Repeat every record below exactly, but leave out any pictures.
※
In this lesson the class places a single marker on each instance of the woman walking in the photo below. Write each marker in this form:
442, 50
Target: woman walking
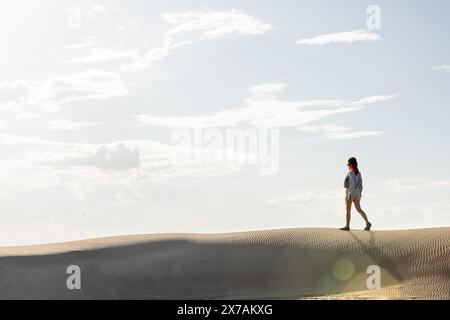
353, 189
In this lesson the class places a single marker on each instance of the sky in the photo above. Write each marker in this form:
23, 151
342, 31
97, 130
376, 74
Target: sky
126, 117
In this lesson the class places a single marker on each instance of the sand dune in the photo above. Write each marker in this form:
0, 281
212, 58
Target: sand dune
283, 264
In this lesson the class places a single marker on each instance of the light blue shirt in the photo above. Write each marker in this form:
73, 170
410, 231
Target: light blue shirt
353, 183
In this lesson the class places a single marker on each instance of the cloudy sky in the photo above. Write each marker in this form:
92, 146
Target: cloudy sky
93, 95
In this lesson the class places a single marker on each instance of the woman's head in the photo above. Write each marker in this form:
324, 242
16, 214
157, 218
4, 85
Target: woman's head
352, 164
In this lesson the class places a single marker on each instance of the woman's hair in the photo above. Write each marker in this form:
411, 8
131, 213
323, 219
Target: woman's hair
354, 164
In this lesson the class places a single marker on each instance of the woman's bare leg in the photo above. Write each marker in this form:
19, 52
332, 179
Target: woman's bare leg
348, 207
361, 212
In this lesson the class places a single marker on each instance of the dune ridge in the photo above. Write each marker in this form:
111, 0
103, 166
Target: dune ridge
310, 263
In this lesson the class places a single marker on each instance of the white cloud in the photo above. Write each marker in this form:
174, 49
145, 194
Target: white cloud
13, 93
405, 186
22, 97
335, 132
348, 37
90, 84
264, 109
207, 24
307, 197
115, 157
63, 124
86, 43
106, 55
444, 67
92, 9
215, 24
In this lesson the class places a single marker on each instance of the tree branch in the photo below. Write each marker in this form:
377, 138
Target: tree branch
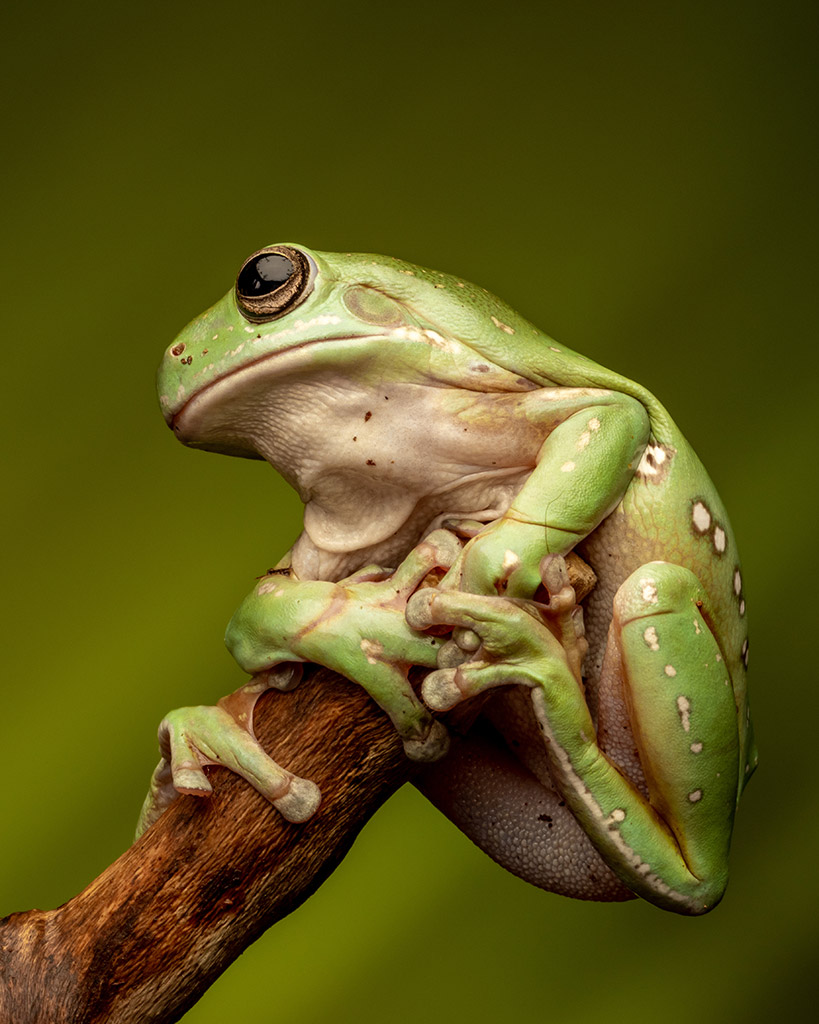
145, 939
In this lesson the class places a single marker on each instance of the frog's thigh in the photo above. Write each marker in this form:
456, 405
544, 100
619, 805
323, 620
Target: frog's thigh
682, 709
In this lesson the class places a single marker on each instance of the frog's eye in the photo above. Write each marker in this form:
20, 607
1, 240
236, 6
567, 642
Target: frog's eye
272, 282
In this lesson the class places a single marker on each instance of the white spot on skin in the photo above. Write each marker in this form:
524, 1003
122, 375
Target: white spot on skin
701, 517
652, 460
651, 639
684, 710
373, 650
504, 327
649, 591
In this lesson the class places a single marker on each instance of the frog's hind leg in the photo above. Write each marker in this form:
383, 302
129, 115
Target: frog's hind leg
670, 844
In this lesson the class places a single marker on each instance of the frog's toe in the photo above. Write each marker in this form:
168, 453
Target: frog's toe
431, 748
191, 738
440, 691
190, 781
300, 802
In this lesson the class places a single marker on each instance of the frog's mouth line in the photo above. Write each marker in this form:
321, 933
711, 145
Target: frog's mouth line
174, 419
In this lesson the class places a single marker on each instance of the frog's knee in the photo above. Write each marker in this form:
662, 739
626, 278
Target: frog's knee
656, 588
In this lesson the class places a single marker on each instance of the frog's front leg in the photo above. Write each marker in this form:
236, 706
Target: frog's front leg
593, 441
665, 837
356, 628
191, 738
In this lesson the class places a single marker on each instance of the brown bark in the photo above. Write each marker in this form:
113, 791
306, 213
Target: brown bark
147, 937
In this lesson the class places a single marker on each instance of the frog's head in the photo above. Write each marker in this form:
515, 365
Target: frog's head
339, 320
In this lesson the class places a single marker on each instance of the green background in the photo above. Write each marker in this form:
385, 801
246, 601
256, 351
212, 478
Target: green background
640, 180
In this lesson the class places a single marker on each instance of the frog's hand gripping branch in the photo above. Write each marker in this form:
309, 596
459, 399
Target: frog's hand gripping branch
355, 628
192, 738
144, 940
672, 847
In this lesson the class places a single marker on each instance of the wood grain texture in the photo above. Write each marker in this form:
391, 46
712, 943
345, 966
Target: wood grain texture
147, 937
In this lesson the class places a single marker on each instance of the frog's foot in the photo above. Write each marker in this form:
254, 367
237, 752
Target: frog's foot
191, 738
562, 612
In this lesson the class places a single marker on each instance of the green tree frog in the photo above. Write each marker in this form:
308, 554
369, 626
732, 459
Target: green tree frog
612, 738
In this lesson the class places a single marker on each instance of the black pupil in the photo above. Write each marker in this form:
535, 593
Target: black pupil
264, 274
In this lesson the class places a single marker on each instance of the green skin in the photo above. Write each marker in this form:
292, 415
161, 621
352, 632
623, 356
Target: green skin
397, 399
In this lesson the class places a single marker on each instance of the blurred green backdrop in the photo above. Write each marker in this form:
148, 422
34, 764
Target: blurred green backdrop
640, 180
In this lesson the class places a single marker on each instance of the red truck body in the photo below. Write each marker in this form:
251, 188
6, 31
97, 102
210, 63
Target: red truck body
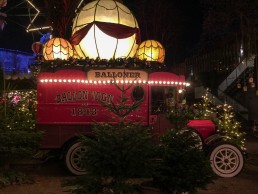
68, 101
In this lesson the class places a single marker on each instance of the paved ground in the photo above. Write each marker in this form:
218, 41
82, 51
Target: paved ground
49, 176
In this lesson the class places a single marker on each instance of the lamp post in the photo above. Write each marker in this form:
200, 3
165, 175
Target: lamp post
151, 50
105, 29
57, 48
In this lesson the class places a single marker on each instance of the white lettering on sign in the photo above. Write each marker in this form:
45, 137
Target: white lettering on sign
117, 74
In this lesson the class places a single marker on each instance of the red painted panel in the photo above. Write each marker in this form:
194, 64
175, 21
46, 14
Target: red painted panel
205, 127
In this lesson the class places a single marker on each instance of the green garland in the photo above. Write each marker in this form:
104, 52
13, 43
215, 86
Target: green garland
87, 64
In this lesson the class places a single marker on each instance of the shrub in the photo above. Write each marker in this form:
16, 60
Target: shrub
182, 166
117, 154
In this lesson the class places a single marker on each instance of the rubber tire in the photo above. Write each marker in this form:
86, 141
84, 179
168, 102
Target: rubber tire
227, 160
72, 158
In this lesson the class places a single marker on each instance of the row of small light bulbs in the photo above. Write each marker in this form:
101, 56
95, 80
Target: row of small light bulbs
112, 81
※
_The answer_
In this lesson the class places a single marker on each instance of the woman walking in the photo below. Write each marker in this form:
442, 50
Target: woman walking
353, 189
In this lesson the class places a single marker on each instance of the sky in the photo above. Write each marker in this form:
23, 151
342, 31
97, 130
376, 74
Target: sky
126, 117
In this lesson the class places a single marker on each instance of the sand dune in the photo above. Write each marker in this form:
0, 281
212, 58
Target: sand dune
283, 264
In this lesson the class places a single marker on each instance of the light blue shirt in the photo above. Write each marker in this form:
73, 170
410, 231
Target: light blue shirt
353, 183
In this lesson the class places a single marker on each instance of the cloudy sky in the photo above. Write each marker in this form:
92, 146
Target: cloudy sky
93, 95
In this lesson the class places a single marker on each instance of the woman's head in the photo above. Write each marker in this form:
324, 242
16, 214
157, 218
4, 85
Target: woman's head
352, 164
In this lesson the class places a single marker on each instance of the woman's hair in the photo above. Write each marker in this form:
411, 8
131, 213
323, 219
Target: woman's hair
354, 164
In this lesson the class places a single marker on each instance of the woman's bare leg in the photo above. Write each marker in this form:
19, 52
332, 179
Target: woman's bare leg
348, 207
361, 212
In this lesson the class places a single marker on each instance of the dune ridge in the photo above. Write each marker in this form:
111, 0
103, 166
Target: dune ridge
310, 263
In this lesson the class places a single marker on each instance of the white cloud in the photo above. Write each marker in this form:
174, 49
145, 194
Target: white cloud
13, 93
405, 186
22, 97
335, 132
348, 37
90, 84
264, 109
207, 24
307, 197
115, 157
63, 124
86, 43
106, 55
444, 67
92, 9
215, 24
In this lesson the class places a single marker on each instance of the tree branch in the photo below. Write each marker in this form:
377, 138
Target: tree branch
145, 939
In this lesson the class places a single marker on each instance of the frog's thigh in the photo above. Write each marker in this form:
456, 405
544, 100
619, 805
323, 620
Target: frog's thigh
682, 709
In this lesson the class places a single marker on each instance of the frog's eye in the photo above. Write each marker in this form:
20, 607
1, 240
236, 6
567, 642
Target: frog's eye
272, 282
In this lesson the class places a single marker on each instance of the white spot on skin in the photo above. Write each marker in this form:
524, 1003
122, 375
Target: white spot on skin
701, 517
652, 460
651, 639
684, 710
373, 650
504, 327
649, 591
In this lesson the class places a single marker on each instance of the frog's hind leg in the photo above. Write each marker in this form:
383, 302
129, 115
Target: frog's hind leg
670, 844
In this lesson the class places a single marker on each instance of the frog's toe in the photo above. Write each marker in this form:
168, 453
Target: frog's toe
431, 748
191, 738
440, 691
190, 781
300, 802
In this lesson the class places a single marker on each instance of the frog's mouth line in the photo above. Write each marker in this form:
321, 933
711, 145
Target: frog's mouth line
174, 419
In this lesson the class places a single marker on each instance of the frog's knee in the photo above. Write each marker in this form:
662, 739
626, 278
Target: frog's knee
656, 588
In this lesson the class places a single marker on each instance of the frog's front leg in the photo above. Write each marker in this form:
236, 706
Target: frog's front leg
593, 441
665, 837
356, 628
191, 738
In this lesson the class places a single marker on each instance of the brown bark in the photo above. Write each marker in this form:
113, 791
306, 213
Target: brown bark
147, 937
In this lesson the class places a single marker on each instance of the frog's head in the photo above. Write each marker in this form:
515, 365
Target: frog's head
339, 320
In this lesson the class places a single marker on each instance of the green background in the photo above. Write each marker in this form:
385, 801
246, 601
256, 351
212, 478
Target: green background
640, 180
In this lesson the class places a single marker on each instance of the frog's hand gripping branch in the photo above. Write each marker in this form:
309, 596
459, 399
Target: frog's hand gripping branch
355, 628
192, 738
144, 940
672, 847
In this lesson the class places a single marker on each instance of the wood grain texture in the photo above. Write each marker in this form:
391, 46
712, 943
345, 966
Target: wood grain texture
147, 937
In this lesson the class places a single marker on each instance of the frog's foot in the photo above. Write each marker in this form:
254, 367
237, 752
Target: frog's foot
191, 738
562, 612
In this lesson the class places a single marker on each instance of the green tree frog in the photo above. Write each marker in this form:
308, 554
369, 626
732, 459
Target: green tree frog
612, 738
In this lesson the class places a single marker on each instance of the black pupil in the photo above. Write each marker in this form:
535, 593
Target: black pupil
264, 274
In this lesson the class places a single marker on each instance of the green skin in the photo above. Write each marker in this form:
292, 415
161, 621
352, 632
623, 356
Target: green skin
397, 399
In this lesson the class places a single marker on each instance of the blurred green backdrop in the photo above. Write each marker in this form:
148, 422
34, 764
Target: blurred green backdrop
640, 180
In this lesson the class places a single marker on each instance of the red truck body in the photo below. Write each marker in this form:
251, 188
6, 31
97, 102
210, 63
Target: red truck body
68, 101
In this lesson the class places a single marker on each instance of the paved ground in the photo above. Write each marker in this form:
218, 41
82, 51
Target: paved ground
49, 176
In this lesson the class places a single marker on each instance of the lamp post in the photo above. Write each marker in this form:
200, 3
165, 175
Target: lamp post
151, 50
105, 29
57, 48
In this lesson the class places a single marker on each instance of the white lettering on sign in the photo above. Write each marker in this form:
45, 137
Target: white lettering on sign
117, 74
In this lesson the class places a single marker on each instance of the red painted panel in the photo above. Write each marker in this form:
194, 64
175, 21
46, 14
Target: red painted panel
205, 127
In this lesson the class places a single marker on each instance of the green garland in the photo above. Write each marker in this form:
104, 52
13, 43
215, 86
Target: green garland
87, 64
In this lesson the class places a single marker on each instance of the shrub in the photo above. Write each marker in this form:
16, 60
Target: shrub
182, 166
117, 154
In this lesson the class places a single marker on each instance of the rubber tire in the photo above. Write each marker in this form:
86, 141
84, 179
168, 102
Target: rubber tire
227, 160
72, 158
In this lesson the class places a single marker on each instance of the row of small light bulbs in the photo above. Write each marker in this form:
101, 56
95, 80
Target: row of small light bulbs
112, 81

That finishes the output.